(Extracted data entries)
——
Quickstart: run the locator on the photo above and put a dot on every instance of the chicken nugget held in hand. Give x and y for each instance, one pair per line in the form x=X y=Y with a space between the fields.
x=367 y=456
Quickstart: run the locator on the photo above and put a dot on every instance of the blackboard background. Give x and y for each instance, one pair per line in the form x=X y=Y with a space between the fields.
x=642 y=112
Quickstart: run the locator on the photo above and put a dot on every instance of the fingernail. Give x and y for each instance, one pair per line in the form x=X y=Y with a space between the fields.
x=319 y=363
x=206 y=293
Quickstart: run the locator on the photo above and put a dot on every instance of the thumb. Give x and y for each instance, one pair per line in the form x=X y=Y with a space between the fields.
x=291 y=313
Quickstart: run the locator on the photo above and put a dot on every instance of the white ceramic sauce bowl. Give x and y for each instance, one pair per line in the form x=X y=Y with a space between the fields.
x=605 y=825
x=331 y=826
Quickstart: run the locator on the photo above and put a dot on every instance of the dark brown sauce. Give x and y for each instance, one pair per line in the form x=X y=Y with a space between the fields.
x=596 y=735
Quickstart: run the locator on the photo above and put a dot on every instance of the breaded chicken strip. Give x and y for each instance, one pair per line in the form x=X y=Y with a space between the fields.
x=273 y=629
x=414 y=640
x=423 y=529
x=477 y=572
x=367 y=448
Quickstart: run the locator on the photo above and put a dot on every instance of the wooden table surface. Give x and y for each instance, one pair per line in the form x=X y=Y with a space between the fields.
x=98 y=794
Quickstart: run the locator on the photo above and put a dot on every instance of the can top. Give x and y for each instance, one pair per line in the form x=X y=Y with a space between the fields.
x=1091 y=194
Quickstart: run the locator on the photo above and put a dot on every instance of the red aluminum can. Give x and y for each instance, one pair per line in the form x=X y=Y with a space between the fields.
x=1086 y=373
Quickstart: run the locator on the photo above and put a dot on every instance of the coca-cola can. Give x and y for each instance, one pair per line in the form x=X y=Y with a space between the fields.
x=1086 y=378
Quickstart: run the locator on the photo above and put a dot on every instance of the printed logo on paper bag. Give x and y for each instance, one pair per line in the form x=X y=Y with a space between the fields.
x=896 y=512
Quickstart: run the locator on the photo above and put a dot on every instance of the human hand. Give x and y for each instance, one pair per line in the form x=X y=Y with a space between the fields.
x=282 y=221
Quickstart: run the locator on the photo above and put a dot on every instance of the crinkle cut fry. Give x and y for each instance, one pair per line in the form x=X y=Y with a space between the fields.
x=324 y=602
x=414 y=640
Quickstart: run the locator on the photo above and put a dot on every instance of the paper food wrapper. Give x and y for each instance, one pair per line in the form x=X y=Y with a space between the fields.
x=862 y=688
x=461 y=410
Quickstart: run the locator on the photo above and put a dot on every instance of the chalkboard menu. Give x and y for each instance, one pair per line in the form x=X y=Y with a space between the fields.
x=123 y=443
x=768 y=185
——
# EXERCISE BRIEF
Output the line containing "of the human" and all lines after it to the end of the records, exactly as given.

# RESULT
Quickstart: run the locator on the photo above and put a dot on every instance of the human hand. Give x and y for each instance, one pair per line in the form x=X y=Y with a space between the fields.
x=282 y=221
Quickstart: run the locator on the photo above and put a dot on every instance of the crinkle cut fry. Give x and y for each instance, one pair per line in the form x=X y=Y with a space between the fields.
x=324 y=602
x=414 y=640
Quickstart: run the locator on the photo above and put a dot on every instance of the paper food wrapper. Give x and y for each instance, one pair per line in the form x=X y=Y with a space between the fields.
x=862 y=688
x=461 y=410
Quickstart: run the locator on the photo above and put a dot on every instance of the chalkboard menu. Give x and y for each instance, one pair per line in the form x=X y=Y with a space between the fields.
x=123 y=443
x=768 y=185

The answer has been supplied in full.